*The problem*. Starting at the line that contains "of the submerged", transcribe each line exactly through the last line of the data. Include nothing else.

___ Exercise material

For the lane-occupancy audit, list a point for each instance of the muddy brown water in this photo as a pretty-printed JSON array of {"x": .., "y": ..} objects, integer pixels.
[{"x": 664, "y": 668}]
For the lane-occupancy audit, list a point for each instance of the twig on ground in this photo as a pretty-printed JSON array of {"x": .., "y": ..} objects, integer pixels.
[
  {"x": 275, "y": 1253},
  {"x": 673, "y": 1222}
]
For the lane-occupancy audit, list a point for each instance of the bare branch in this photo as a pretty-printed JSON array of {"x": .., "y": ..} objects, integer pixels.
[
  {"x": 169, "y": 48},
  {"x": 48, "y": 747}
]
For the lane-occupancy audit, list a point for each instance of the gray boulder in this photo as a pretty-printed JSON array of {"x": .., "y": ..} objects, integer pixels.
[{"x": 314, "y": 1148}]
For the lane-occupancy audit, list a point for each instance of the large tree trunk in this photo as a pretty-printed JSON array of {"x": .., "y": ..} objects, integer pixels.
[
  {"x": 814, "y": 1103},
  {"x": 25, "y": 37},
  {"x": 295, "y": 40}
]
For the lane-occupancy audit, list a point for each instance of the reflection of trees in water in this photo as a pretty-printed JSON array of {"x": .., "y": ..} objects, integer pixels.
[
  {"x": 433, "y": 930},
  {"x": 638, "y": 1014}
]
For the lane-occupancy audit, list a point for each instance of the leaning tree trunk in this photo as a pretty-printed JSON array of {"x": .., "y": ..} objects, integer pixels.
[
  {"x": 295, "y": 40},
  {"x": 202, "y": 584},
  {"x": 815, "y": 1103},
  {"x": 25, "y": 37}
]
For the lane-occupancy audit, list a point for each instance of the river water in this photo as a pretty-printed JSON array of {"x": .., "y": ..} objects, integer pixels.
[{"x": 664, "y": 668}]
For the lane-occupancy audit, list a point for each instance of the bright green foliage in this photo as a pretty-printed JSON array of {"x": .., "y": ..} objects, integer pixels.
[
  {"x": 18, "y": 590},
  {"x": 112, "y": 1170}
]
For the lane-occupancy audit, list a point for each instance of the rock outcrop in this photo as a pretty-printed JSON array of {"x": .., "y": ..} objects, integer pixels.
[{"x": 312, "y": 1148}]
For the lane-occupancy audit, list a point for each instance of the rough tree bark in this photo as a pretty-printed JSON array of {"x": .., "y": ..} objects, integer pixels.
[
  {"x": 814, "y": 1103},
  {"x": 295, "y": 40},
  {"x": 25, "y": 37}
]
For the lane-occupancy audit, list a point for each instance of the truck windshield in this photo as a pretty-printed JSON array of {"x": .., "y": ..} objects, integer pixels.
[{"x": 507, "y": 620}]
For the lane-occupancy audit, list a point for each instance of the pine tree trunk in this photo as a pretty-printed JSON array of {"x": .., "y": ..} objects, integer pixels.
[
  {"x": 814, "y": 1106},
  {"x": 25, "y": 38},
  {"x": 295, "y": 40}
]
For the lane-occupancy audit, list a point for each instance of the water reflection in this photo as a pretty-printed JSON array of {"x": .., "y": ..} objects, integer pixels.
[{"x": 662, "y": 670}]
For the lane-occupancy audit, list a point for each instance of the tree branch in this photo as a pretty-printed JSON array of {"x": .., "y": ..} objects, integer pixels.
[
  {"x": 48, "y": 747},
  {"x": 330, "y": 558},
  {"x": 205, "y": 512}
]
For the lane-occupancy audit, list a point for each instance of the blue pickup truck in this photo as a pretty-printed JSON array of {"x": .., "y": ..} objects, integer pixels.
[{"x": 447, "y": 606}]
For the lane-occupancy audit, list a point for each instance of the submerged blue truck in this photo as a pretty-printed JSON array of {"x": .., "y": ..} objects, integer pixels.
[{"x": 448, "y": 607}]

______

*Output*.
For the lane-occupancy audit, list a point for each instance of the submerged blue truck in this photo as a pretty-printed JSON array of {"x": .., "y": ..} objects, integer pixels.
[{"x": 448, "y": 607}]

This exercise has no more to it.